THE EXERCISE: Locate each line in the data below that contains the word "hillside", and copy those lines.

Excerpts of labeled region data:
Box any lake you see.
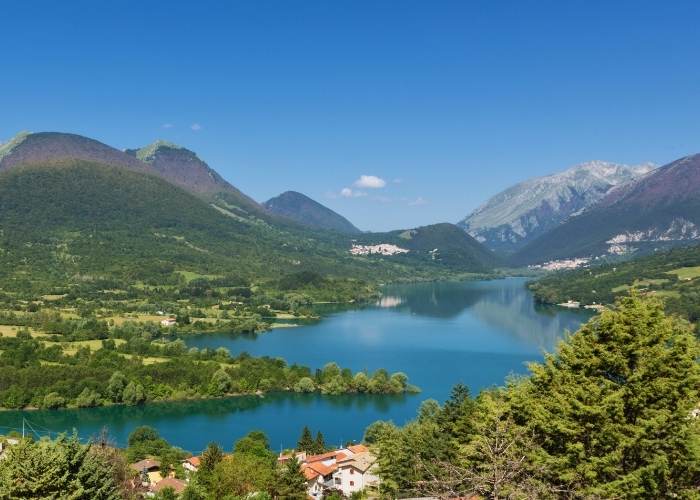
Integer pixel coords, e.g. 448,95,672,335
0,278,591,453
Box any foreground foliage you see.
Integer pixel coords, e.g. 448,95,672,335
0,436,122,500
366,296,700,499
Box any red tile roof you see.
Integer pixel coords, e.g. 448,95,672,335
348,444,369,453
131,459,160,472
306,450,340,463
151,477,187,494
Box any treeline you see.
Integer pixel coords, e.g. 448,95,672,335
365,296,700,499
0,427,340,500
529,246,700,323
0,331,416,408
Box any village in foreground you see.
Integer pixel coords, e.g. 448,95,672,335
0,437,380,500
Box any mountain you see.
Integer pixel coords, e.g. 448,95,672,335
459,161,653,253
0,132,268,219
353,223,500,272
263,191,361,234
513,154,700,264
0,132,153,173
126,140,264,214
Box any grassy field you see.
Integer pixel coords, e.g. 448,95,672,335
612,278,670,293
44,339,126,356
120,353,168,365
0,325,48,338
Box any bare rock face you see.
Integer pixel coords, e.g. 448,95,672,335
459,161,653,253
513,154,700,264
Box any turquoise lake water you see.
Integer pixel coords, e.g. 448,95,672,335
0,278,590,453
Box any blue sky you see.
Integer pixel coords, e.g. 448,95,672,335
0,0,700,230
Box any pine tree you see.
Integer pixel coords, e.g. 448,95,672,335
0,435,121,500
509,295,700,498
297,425,315,453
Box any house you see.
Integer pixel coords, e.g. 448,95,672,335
302,460,337,499
182,457,202,472
130,459,163,486
277,444,379,500
150,477,187,495
333,452,379,496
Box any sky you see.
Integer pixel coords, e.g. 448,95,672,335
0,0,700,230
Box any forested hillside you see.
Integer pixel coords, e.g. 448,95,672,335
530,246,700,322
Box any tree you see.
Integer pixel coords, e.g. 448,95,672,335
313,431,326,455
107,371,127,403
210,453,275,498
297,425,314,453
508,295,700,498
0,435,121,500
233,431,275,460
123,382,146,406
75,387,100,408
277,457,308,500
43,392,66,410
294,377,316,392
209,368,233,396
438,383,475,442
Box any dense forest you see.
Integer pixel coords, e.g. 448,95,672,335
365,296,700,499
0,294,700,500
530,246,700,323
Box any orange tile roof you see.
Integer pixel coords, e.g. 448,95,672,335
302,467,321,481
348,444,369,453
151,477,187,493
131,458,160,472
306,450,340,463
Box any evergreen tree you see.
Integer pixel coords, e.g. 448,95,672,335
509,295,700,498
199,443,224,473
123,382,146,406
277,457,308,500
0,435,121,500
297,425,314,453
209,368,233,396
107,371,127,403
314,431,326,454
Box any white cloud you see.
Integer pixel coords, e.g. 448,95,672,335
408,196,428,207
353,175,386,189
340,188,367,198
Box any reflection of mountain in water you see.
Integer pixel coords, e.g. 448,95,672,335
383,279,589,351
381,282,498,318
0,392,411,446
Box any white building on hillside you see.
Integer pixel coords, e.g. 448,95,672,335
333,451,379,496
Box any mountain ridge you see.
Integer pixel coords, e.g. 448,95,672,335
458,160,653,254
512,154,700,265
262,191,362,234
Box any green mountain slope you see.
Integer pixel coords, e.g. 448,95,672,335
263,191,361,234
126,141,267,218
354,223,499,272
512,154,700,265
530,246,700,322
0,160,494,291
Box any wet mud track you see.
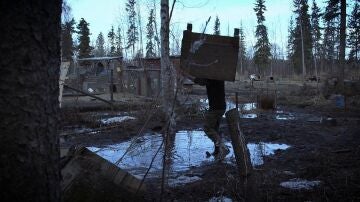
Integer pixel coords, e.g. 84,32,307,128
62,101,360,201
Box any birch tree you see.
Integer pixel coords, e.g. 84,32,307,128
160,0,176,131
160,0,176,197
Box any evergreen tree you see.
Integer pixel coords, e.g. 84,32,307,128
287,16,295,61
324,0,346,67
239,25,246,74
61,18,75,61
146,9,155,58
125,0,139,54
108,26,116,56
94,32,105,57
214,16,220,35
115,26,122,56
323,5,340,63
292,0,313,76
254,0,271,74
76,18,92,58
311,0,322,60
311,0,322,75
348,0,360,62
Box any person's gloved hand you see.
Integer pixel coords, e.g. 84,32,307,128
194,78,207,86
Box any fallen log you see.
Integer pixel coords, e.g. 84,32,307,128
64,85,114,107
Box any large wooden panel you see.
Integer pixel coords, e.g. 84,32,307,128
181,30,239,81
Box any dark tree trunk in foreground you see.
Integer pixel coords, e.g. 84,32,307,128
339,0,346,80
0,0,61,201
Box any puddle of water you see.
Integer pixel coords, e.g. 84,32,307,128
240,114,257,119
168,175,201,187
209,196,232,202
88,130,289,178
247,142,290,166
275,110,295,120
100,116,135,125
199,99,257,111
280,178,321,190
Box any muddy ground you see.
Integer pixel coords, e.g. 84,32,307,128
60,80,360,201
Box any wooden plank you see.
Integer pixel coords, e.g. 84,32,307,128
180,30,239,81
225,108,252,177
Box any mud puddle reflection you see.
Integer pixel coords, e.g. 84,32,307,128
88,130,289,183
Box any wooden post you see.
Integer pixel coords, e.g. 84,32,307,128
234,28,240,37
225,109,252,177
235,92,239,109
186,23,192,32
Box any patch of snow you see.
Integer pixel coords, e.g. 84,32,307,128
168,175,201,187
209,196,232,202
100,116,135,125
280,178,321,190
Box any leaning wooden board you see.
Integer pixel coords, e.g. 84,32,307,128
180,25,239,81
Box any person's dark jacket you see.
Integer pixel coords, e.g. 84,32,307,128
194,78,226,111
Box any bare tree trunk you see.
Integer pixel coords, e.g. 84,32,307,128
153,0,160,55
300,17,306,81
339,0,346,80
0,0,62,201
137,2,144,57
160,0,176,198
160,0,176,133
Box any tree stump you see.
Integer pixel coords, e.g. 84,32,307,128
225,108,252,176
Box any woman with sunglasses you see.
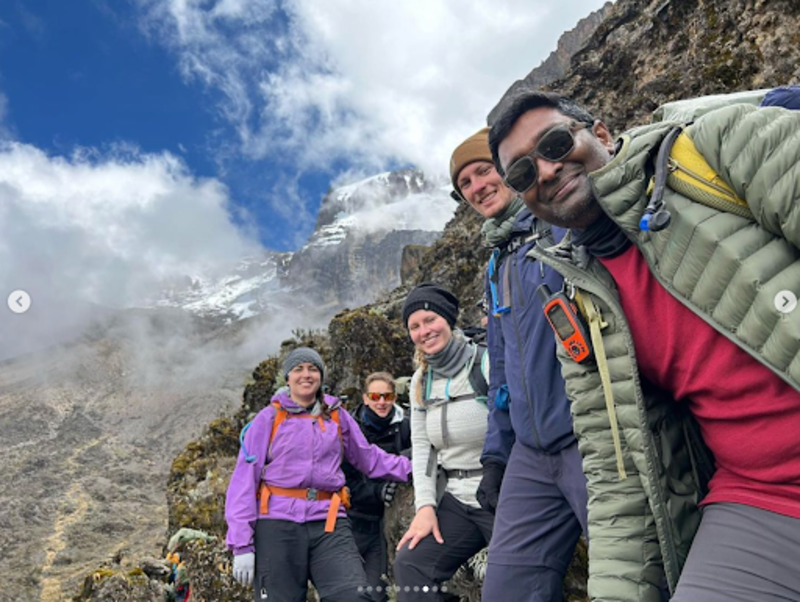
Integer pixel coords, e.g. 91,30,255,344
394,284,494,602
225,347,411,602
344,372,411,602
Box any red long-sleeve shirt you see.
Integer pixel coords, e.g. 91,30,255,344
600,245,800,518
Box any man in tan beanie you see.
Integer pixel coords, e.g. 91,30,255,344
450,128,587,602
450,127,522,219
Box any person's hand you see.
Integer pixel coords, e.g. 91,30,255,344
233,552,256,587
475,460,506,514
397,506,444,550
381,481,397,508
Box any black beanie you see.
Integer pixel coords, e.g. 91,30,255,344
403,282,458,328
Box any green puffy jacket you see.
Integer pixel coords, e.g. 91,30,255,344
530,105,800,602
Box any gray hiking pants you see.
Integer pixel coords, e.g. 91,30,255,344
672,504,800,602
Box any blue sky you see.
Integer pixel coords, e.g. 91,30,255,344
0,0,332,250
0,0,603,314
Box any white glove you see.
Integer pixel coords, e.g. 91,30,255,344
233,552,256,587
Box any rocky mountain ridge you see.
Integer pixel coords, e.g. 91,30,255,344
146,169,454,324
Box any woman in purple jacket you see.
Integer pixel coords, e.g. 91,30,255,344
225,347,411,602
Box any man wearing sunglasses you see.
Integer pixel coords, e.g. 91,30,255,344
450,128,587,602
490,90,800,602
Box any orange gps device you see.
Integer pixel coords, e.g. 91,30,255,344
536,284,592,364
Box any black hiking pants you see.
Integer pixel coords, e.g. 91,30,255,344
350,518,389,602
254,518,372,602
394,493,495,602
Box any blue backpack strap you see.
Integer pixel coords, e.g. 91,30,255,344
239,420,256,464
469,343,489,405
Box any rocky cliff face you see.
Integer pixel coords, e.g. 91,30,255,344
548,0,800,131
523,2,613,88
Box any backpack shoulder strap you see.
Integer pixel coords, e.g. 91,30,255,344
331,408,344,454
267,401,289,459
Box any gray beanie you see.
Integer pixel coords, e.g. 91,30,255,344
283,347,325,378
403,282,458,328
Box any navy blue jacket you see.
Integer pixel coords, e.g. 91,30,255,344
481,209,575,464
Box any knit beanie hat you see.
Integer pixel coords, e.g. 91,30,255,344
283,347,325,378
403,282,458,328
450,128,494,194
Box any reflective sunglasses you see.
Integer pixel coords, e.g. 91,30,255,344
505,121,592,194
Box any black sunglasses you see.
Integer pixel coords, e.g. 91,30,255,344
505,121,592,194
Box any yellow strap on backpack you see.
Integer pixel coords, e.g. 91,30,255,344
667,130,754,219
575,291,628,481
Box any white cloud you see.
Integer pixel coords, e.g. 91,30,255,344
0,142,257,307
139,0,603,174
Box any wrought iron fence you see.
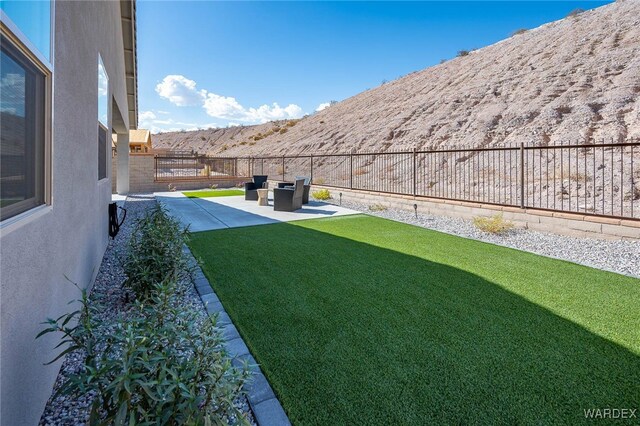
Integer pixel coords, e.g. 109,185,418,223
156,140,640,219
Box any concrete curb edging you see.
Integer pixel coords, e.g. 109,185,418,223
182,246,291,426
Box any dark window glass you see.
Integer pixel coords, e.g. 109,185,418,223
0,37,45,220
0,0,51,61
98,124,107,180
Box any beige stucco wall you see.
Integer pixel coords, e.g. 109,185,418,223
0,2,129,426
114,153,245,194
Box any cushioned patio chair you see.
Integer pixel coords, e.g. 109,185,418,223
273,179,304,212
244,175,267,201
278,176,311,204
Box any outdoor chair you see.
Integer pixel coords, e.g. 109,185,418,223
244,175,267,201
273,179,304,212
278,176,311,204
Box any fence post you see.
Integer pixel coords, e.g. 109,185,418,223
413,147,418,198
349,150,353,189
520,142,525,209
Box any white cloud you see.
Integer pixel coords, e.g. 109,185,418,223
156,75,206,106
138,111,156,121
203,93,304,123
203,93,245,120
316,102,331,112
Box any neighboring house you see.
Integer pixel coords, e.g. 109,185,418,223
0,0,137,426
129,129,152,153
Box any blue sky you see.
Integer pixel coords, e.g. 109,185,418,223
137,1,610,131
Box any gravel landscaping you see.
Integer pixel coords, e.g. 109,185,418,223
325,199,640,277
40,196,256,425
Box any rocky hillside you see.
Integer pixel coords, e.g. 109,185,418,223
153,0,640,155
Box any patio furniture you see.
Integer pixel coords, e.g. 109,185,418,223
273,179,304,212
278,176,311,204
256,188,269,206
244,175,267,201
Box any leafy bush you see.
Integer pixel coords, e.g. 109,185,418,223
311,189,331,200
38,274,251,425
123,205,188,298
473,214,513,234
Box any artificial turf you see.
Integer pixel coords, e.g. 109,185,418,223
190,216,640,425
183,189,244,198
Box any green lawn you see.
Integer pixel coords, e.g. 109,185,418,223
183,189,244,198
190,215,640,425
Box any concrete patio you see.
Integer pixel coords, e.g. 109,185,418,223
154,192,359,232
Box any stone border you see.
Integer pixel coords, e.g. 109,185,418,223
182,245,291,426
313,185,640,240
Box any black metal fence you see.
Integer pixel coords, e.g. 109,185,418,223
156,140,640,219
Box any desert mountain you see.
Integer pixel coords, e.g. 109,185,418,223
153,0,640,155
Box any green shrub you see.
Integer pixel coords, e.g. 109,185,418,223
311,189,331,200
473,214,513,234
123,205,188,298
38,275,251,425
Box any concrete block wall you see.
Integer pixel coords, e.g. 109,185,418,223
312,185,640,240
121,153,244,194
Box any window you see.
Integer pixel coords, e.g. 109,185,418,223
0,35,47,220
98,55,109,180
0,0,51,62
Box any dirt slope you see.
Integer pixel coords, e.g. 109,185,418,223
153,0,640,155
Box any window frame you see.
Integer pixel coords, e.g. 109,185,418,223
0,10,55,223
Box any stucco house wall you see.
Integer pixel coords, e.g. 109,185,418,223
0,2,135,426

SOLUTION:
Box any forested hillside you see.
Box any white building on hillside you see.
Box any rocky hillside you see.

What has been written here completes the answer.